■ **TRY IT**
Find every line below with the word "tower". Then give only how many there are.

[THE RECORDS Boundary: Start]

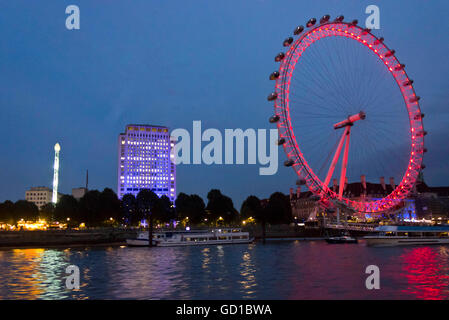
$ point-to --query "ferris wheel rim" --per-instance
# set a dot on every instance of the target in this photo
(286, 134)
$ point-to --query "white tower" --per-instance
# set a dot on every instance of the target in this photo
(56, 174)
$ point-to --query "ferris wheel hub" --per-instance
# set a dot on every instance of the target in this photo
(350, 120)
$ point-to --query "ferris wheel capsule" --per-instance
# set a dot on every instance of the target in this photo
(274, 119)
(272, 96)
(287, 42)
(390, 53)
(414, 99)
(325, 19)
(279, 57)
(378, 41)
(354, 23)
(274, 75)
(365, 31)
(280, 141)
(289, 162)
(311, 22)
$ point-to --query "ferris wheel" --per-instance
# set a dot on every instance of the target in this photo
(343, 100)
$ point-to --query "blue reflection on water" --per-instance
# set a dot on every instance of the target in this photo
(278, 270)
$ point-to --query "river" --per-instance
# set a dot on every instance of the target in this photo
(277, 270)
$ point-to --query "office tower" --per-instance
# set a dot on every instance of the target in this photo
(146, 161)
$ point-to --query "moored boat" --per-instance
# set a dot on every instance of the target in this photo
(341, 239)
(408, 235)
(192, 238)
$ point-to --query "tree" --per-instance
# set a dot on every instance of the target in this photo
(109, 206)
(47, 211)
(222, 206)
(25, 210)
(67, 207)
(90, 207)
(146, 200)
(129, 209)
(7, 212)
(251, 207)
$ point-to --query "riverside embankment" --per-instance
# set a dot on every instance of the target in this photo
(65, 237)
(118, 236)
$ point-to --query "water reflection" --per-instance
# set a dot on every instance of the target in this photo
(287, 270)
(248, 275)
(427, 272)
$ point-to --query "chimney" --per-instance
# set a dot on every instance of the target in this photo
(382, 182)
(363, 180)
(392, 182)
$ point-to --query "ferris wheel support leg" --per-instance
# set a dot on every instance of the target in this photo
(336, 156)
(344, 164)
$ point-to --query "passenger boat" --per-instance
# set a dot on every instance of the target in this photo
(408, 235)
(192, 238)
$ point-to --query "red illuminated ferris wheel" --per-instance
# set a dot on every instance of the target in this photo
(343, 100)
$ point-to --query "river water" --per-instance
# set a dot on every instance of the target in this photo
(277, 270)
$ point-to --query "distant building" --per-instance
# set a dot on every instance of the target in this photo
(78, 193)
(40, 196)
(146, 161)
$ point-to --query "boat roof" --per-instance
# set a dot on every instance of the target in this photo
(444, 228)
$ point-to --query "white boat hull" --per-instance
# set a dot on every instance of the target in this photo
(198, 238)
(203, 243)
(403, 241)
(139, 242)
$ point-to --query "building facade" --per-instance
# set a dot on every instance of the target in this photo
(78, 193)
(40, 196)
(146, 161)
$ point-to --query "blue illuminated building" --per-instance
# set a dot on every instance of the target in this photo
(146, 161)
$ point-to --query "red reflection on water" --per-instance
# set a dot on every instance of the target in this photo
(427, 272)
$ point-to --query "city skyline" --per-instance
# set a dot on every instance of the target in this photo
(48, 77)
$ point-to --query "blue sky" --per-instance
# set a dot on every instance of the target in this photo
(172, 62)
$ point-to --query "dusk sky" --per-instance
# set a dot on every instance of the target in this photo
(172, 62)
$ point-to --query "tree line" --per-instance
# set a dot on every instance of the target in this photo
(97, 208)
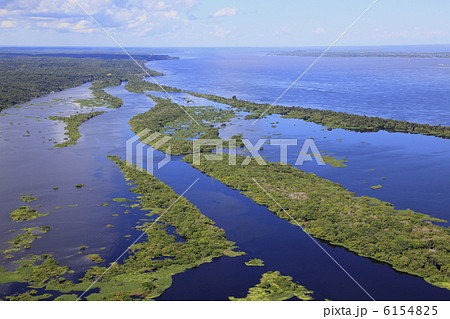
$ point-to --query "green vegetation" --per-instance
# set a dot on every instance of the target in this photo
(170, 120)
(119, 200)
(101, 98)
(332, 119)
(255, 262)
(95, 258)
(25, 213)
(25, 77)
(23, 241)
(30, 295)
(148, 270)
(27, 197)
(407, 240)
(137, 85)
(73, 122)
(334, 162)
(275, 287)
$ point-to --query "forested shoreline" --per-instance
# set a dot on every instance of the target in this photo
(25, 77)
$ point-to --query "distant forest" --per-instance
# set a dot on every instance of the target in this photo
(25, 76)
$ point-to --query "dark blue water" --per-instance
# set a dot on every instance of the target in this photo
(400, 88)
(415, 168)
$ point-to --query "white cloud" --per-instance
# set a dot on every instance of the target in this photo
(82, 26)
(8, 24)
(226, 12)
(319, 30)
(219, 32)
(172, 14)
(135, 16)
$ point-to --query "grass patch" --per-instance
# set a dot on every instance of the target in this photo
(275, 287)
(255, 262)
(25, 213)
(73, 122)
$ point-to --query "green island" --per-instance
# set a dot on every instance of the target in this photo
(95, 258)
(275, 287)
(406, 240)
(327, 118)
(28, 76)
(148, 270)
(73, 122)
(332, 119)
(333, 161)
(255, 262)
(101, 98)
(23, 241)
(171, 121)
(27, 197)
(137, 85)
(25, 213)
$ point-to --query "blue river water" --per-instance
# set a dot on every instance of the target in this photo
(412, 169)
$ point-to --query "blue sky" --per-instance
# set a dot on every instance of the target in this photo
(148, 23)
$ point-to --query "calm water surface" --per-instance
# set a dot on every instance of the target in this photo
(415, 168)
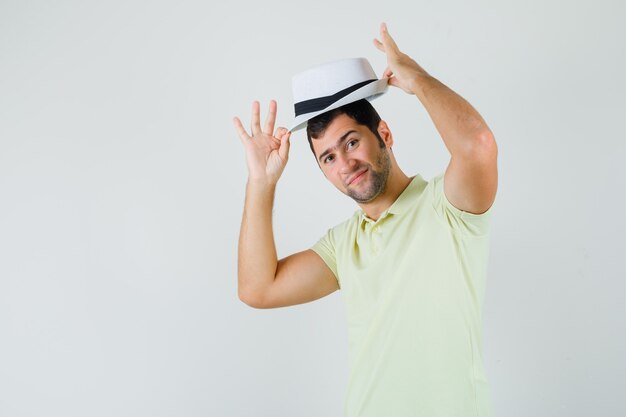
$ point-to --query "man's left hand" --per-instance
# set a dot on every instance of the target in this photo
(403, 72)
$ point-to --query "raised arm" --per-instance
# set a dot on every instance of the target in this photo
(471, 178)
(263, 280)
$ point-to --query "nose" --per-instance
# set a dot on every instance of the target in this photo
(347, 165)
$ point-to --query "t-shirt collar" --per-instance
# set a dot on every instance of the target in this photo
(402, 203)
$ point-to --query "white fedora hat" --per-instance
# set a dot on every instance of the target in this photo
(328, 86)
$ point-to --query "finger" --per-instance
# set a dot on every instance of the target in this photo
(271, 118)
(393, 81)
(255, 125)
(386, 38)
(283, 151)
(243, 135)
(379, 45)
(280, 131)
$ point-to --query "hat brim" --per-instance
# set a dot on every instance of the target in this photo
(369, 92)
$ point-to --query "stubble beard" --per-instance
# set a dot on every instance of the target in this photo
(378, 180)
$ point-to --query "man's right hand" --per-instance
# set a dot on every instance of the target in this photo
(266, 154)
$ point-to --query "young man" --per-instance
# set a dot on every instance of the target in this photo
(411, 262)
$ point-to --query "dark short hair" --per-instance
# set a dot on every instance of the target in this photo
(360, 111)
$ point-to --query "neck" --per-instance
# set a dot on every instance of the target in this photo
(396, 183)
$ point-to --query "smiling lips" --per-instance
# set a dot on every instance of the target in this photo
(357, 176)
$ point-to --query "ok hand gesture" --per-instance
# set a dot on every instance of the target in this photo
(266, 154)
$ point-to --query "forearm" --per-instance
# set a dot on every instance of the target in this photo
(461, 127)
(257, 251)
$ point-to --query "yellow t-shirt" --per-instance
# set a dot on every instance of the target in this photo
(413, 283)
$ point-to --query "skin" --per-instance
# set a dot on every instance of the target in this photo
(470, 179)
(383, 179)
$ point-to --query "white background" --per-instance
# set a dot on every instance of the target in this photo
(122, 183)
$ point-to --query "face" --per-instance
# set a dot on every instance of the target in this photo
(351, 158)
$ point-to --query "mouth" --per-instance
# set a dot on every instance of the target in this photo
(357, 177)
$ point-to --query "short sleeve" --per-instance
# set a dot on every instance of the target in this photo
(463, 222)
(325, 248)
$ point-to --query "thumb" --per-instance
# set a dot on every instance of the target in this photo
(283, 150)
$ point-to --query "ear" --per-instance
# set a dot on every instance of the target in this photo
(385, 133)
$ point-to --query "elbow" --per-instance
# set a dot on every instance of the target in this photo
(482, 148)
(251, 300)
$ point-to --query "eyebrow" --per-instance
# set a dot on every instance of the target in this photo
(338, 144)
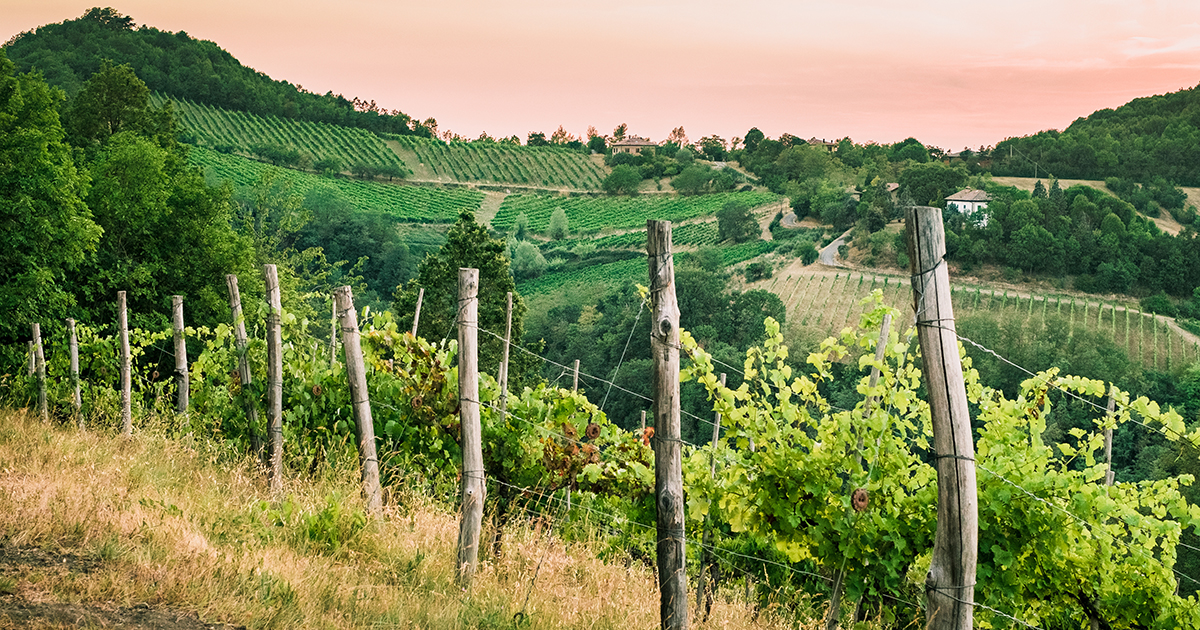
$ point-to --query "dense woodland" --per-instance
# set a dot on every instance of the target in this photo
(70, 52)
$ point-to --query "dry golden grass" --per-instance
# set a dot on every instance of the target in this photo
(175, 523)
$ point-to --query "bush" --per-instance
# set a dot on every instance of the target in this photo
(1159, 304)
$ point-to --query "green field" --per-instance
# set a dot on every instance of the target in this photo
(825, 304)
(601, 277)
(411, 204)
(543, 167)
(239, 131)
(593, 214)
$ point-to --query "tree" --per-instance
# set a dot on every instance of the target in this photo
(624, 179)
(736, 222)
(693, 180)
(558, 227)
(468, 245)
(115, 100)
(47, 227)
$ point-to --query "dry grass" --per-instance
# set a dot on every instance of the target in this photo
(177, 523)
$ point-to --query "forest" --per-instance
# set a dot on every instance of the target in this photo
(70, 52)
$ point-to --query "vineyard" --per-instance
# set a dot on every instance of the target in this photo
(603, 276)
(823, 304)
(238, 131)
(544, 167)
(409, 204)
(593, 214)
(784, 527)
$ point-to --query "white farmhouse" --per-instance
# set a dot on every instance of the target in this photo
(967, 201)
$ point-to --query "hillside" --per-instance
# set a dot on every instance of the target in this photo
(178, 65)
(1146, 138)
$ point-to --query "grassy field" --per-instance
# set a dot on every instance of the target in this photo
(411, 204)
(593, 214)
(180, 533)
(822, 303)
(239, 131)
(540, 167)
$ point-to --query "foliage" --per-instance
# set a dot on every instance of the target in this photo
(48, 229)
(178, 65)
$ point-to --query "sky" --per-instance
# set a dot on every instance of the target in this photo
(960, 73)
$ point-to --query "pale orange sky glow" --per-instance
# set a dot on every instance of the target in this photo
(951, 73)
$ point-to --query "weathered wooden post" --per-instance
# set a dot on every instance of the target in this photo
(707, 567)
(503, 378)
(76, 397)
(40, 367)
(364, 423)
(123, 327)
(274, 378)
(949, 586)
(239, 339)
(474, 490)
(667, 451)
(1109, 478)
(417, 316)
(181, 376)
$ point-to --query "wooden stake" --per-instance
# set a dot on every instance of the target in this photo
(40, 367)
(123, 327)
(667, 453)
(952, 573)
(239, 339)
(274, 378)
(1109, 478)
(181, 376)
(364, 423)
(474, 490)
(333, 331)
(503, 379)
(76, 397)
(417, 316)
(707, 568)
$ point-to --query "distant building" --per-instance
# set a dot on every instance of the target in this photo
(816, 142)
(967, 201)
(633, 144)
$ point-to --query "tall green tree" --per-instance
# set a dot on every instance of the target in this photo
(47, 227)
(468, 245)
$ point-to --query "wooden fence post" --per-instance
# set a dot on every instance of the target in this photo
(181, 376)
(474, 489)
(667, 451)
(123, 325)
(364, 423)
(1109, 477)
(244, 375)
(333, 330)
(417, 316)
(949, 586)
(707, 567)
(40, 367)
(76, 396)
(274, 378)
(503, 379)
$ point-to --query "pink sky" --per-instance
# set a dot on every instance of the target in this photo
(951, 73)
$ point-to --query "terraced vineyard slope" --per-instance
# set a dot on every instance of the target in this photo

[THE RECORDS Boundary: End]

■ **SOLVED PROBLEM**
2